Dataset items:
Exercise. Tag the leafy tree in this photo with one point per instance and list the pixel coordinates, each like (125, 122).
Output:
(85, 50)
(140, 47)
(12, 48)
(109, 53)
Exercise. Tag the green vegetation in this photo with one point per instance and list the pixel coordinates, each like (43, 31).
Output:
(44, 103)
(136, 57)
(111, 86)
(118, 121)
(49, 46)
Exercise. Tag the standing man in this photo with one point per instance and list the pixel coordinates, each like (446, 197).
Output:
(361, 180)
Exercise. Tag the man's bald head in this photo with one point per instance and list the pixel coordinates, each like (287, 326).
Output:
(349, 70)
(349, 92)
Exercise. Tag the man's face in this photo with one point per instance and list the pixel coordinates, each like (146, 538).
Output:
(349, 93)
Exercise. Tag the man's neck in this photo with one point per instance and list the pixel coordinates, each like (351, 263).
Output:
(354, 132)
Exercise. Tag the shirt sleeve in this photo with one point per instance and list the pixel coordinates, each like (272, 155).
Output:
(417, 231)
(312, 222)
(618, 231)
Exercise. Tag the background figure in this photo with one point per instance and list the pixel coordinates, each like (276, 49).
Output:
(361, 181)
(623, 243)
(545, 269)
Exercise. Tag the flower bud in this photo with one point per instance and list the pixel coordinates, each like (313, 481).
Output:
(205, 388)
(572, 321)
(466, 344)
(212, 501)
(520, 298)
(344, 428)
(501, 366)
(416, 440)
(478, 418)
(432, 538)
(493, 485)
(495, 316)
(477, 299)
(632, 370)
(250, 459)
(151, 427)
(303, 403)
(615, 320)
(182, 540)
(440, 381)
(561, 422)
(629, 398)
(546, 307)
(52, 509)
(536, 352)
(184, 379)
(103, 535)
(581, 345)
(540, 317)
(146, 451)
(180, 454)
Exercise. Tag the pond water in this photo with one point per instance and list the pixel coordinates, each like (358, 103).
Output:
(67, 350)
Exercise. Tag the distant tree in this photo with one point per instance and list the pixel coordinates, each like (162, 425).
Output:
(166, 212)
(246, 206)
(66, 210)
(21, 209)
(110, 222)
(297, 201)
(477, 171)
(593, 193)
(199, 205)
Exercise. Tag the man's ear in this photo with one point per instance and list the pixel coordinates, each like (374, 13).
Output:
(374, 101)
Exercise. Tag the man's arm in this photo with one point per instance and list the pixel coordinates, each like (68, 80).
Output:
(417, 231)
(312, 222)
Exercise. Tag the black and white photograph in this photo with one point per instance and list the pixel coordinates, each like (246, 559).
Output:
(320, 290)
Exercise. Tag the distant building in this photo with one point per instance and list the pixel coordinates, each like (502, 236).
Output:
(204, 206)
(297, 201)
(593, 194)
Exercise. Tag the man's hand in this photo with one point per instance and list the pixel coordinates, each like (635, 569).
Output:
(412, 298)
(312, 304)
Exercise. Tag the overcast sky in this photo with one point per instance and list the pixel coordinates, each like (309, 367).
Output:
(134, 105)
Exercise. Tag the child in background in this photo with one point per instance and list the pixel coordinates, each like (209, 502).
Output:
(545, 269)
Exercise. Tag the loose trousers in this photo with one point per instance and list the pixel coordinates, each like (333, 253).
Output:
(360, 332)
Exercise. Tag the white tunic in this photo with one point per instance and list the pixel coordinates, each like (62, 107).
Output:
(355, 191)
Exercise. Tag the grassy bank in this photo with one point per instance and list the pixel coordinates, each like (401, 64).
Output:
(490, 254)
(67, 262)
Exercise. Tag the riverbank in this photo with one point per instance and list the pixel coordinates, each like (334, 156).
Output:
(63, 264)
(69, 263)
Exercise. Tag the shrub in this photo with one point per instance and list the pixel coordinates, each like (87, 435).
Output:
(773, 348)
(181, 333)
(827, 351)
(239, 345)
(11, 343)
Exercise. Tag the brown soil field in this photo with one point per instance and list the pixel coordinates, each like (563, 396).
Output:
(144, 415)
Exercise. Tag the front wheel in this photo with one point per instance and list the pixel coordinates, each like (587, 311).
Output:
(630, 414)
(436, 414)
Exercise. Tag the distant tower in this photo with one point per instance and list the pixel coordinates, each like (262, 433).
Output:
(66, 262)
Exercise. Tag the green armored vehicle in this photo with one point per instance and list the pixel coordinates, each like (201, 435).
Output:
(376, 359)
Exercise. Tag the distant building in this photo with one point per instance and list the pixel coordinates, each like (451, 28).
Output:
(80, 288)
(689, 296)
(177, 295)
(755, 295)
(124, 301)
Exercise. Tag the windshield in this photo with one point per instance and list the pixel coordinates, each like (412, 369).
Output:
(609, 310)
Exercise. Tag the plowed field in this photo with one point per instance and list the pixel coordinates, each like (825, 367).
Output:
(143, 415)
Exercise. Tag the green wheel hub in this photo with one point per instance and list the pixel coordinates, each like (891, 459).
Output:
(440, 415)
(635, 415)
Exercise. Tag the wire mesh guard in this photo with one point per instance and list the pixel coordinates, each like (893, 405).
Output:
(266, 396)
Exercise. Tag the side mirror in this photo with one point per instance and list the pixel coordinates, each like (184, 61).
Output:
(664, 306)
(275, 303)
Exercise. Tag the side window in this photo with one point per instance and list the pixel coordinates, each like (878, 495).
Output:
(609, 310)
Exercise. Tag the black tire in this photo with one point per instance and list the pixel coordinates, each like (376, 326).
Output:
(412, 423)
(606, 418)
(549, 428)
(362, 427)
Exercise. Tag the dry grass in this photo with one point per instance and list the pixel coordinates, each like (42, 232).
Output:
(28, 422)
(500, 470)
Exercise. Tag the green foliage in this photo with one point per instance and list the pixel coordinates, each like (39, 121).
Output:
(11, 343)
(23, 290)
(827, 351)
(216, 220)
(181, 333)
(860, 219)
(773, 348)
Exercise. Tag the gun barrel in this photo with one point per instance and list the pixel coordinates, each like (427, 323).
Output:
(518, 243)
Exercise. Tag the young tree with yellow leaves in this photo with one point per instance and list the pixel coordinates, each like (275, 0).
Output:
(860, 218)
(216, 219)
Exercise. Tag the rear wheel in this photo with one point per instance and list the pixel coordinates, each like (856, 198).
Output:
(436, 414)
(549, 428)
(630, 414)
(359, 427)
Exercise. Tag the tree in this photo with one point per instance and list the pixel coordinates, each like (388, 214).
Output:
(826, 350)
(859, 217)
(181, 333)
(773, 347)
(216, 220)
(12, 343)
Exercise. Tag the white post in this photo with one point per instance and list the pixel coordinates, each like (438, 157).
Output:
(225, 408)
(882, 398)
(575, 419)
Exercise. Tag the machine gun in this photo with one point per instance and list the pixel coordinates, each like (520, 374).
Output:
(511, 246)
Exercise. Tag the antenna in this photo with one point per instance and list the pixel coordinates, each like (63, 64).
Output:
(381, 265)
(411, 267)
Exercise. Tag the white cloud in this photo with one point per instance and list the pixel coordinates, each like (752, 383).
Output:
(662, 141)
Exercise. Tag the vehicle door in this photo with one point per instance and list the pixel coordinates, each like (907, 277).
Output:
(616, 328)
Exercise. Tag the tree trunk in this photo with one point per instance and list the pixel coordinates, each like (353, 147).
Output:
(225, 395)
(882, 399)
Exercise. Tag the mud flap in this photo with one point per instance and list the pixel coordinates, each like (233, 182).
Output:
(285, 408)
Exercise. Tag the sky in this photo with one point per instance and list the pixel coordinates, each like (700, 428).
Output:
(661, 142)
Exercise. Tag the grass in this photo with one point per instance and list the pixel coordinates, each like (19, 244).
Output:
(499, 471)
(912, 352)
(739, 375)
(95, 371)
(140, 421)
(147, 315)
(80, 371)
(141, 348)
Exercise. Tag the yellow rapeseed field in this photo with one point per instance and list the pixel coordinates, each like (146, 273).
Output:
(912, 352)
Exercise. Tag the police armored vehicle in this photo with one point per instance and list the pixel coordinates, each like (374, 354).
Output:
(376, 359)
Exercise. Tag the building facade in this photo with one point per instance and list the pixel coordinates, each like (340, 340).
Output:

WORK TO COMPLETE:
From the records, copy out each line that includes the string "black".

ANSWER TO THE EXERCISE:
Exercise. Tag the black and white photograph in this photo with one point per instance and list the pixel coordinates, each like (246, 559).
Exercise. Tag the black tire in this photo with one point per instance and list the pixel coordinates, each like (376, 326).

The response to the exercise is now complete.